- _The request_
Render the material below as a Markdown table with two columns, Row and Line, putting each nonblank line in its own numbered row. Leave the pictures out of your answer.

- _Provided entries_

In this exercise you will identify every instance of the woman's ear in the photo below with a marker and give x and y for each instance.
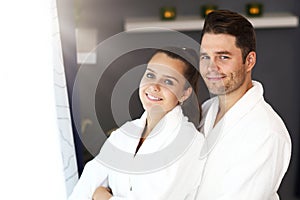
(186, 94)
(250, 61)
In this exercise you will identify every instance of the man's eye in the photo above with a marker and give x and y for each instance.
(224, 57)
(204, 57)
(169, 82)
(150, 75)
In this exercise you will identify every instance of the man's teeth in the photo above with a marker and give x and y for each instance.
(153, 97)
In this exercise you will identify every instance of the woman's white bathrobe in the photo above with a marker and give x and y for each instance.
(248, 151)
(167, 165)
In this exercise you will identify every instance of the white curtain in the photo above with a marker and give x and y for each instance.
(63, 108)
(36, 146)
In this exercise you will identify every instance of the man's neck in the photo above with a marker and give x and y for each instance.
(227, 101)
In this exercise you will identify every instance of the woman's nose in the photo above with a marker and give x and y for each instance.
(154, 87)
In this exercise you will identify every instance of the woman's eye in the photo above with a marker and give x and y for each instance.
(150, 75)
(169, 82)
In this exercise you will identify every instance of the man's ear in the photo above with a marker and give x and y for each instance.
(186, 94)
(250, 61)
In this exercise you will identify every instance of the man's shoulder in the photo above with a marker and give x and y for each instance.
(207, 104)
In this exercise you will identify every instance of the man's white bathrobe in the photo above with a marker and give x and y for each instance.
(248, 151)
(167, 165)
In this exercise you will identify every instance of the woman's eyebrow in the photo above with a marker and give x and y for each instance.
(172, 77)
(151, 70)
(164, 75)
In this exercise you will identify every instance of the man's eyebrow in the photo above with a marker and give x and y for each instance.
(171, 77)
(223, 52)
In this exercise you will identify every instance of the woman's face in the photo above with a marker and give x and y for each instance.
(162, 85)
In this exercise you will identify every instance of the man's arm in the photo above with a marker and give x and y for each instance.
(94, 175)
(258, 174)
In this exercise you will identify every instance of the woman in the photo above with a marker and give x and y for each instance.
(157, 156)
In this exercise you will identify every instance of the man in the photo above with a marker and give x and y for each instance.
(248, 147)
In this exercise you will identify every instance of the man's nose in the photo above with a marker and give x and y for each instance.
(212, 66)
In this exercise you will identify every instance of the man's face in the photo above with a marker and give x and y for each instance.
(221, 64)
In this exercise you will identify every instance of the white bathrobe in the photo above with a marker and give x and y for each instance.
(167, 165)
(248, 151)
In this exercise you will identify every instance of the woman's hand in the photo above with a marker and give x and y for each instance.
(102, 193)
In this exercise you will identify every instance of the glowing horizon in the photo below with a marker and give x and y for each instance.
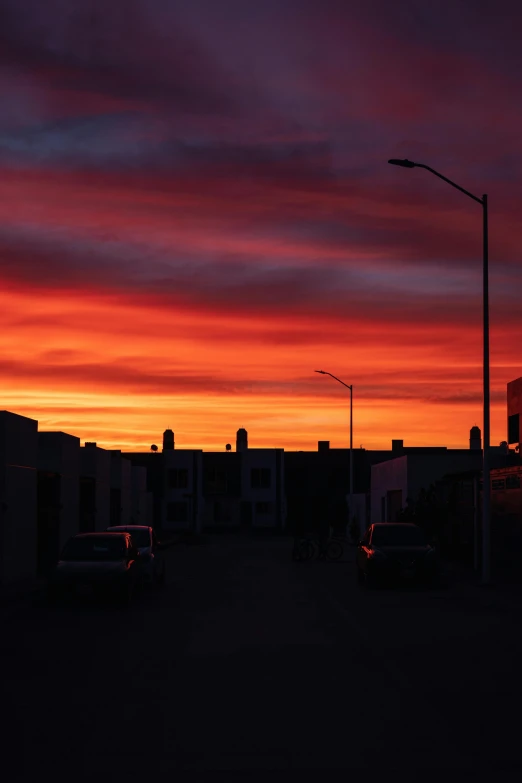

- _Task response_
| Row | Line |
|---|---|
| 1 | In this exercise you will identify every instance of the woman's ear in the photo below with a marker and give x and y for each instance. |
| 2 | (186, 94) |
| 3 | (250, 61) |
| 4 | In this exercise you will identify every instance of the man's eye in the photo above with a marker and give x and y for each instance. |
| 5 | (224, 57) |
| 6 | (204, 57) |
| 7 | (169, 82) |
| 8 | (150, 75) |
| 9 | In this exercise you will identify every instance of the man's teeth in the photo above with a marker and give x and y for each instance. |
| 10 | (153, 97) |
| 11 | In this exercise you will identify every instance of the woman's white bathrobe in the photo above with a marker and give x and y for each instance. |
| 12 | (248, 151) |
| 13 | (167, 165) |
| 14 | In this exercise you will identify every instance of the white curtain in the photo above with a marker and give x and y for each instance. |
| 15 | (63, 108) |
| 16 | (36, 146) |
| 17 | In this exercise you will identify every instance of the man's neck in the photo above with a marker and give x and y for each instance. |
| 18 | (227, 101) |
| 19 | In this exercise you will identify every instance of the woman's nose in the photo above with a marker and give x and y for each instance. |
| 20 | (154, 87) |
| 21 | In this exercise you will identify every instance of the woman's eye in the photo above with a marker and give x and y for each instance. |
| 22 | (150, 75) |
| 23 | (169, 82) |
| 24 | In this exercise you will identify every instance of the man's ear in the photo above with a marker and give x and y for each instance. |
| 25 | (186, 94) |
| 26 | (250, 61) |
| 27 | In this exercise you will identify every instance of the man's shoulder in the photo above with a marker and give x and y for each instance. |
| 28 | (207, 104) |
| 29 | In this exercise you will identify every instance of the man's white bathrobe in the photo above with a marker and give x and y for each instance. |
| 30 | (248, 151) |
| 31 | (167, 165) |
| 32 | In this exercise you will identify every instance of the woman's eyebrow in the photo above with a marker and give x and y for each instance. |
| 33 | (172, 77) |
| 34 | (151, 70) |
| 35 | (164, 75) |
| 36 | In this exercise you will identify every instance of the man's eyebrow in the photo above with a marker and give x and y for each instance. |
| 37 | (171, 77) |
| 38 | (223, 52) |
| 39 | In this exercise you will identify every instance of the woman's face in the photo above with a marker and give x and y for each instance. |
| 40 | (162, 85) |
| 41 | In this exercise you will identify every instance of the man's arm in the photo above with a marker and give x and y for each instance. |
| 42 | (94, 175) |
| 43 | (258, 174) |
| 44 | In this exercise you will identify every instance of the woman in the photo above with a marker and give x and y for each instance. |
| 45 | (157, 156) |
| 46 | In this exercise you will identify every instance of the man in the photo above with a marker and give x and y for each instance. |
| 47 | (248, 147) |
| 48 | In this exercise you will identify every instance of the man's nose in the photo above with a marker and give x and y for each instance. |
| 49 | (212, 66) |
| 50 | In this exercise you will identify every instance of the man's face in the photo above with a marker and give x and y for each instance. |
| 51 | (221, 64) |
| 52 | In this exercise you will identify every instance of the white bathrobe in the photo above with a marker and give x and y for each instance. |
| 53 | (167, 165) |
| 54 | (248, 151) |
| 55 | In this exercise you will identify every instance of the woman's hand in the photo above with a marker and give x and y for each instance. |
| 56 | (102, 193) |
| 57 | In this exercise you will identify every instance of the glowing horizon in the photo below with a marker and give x and y for each instance. |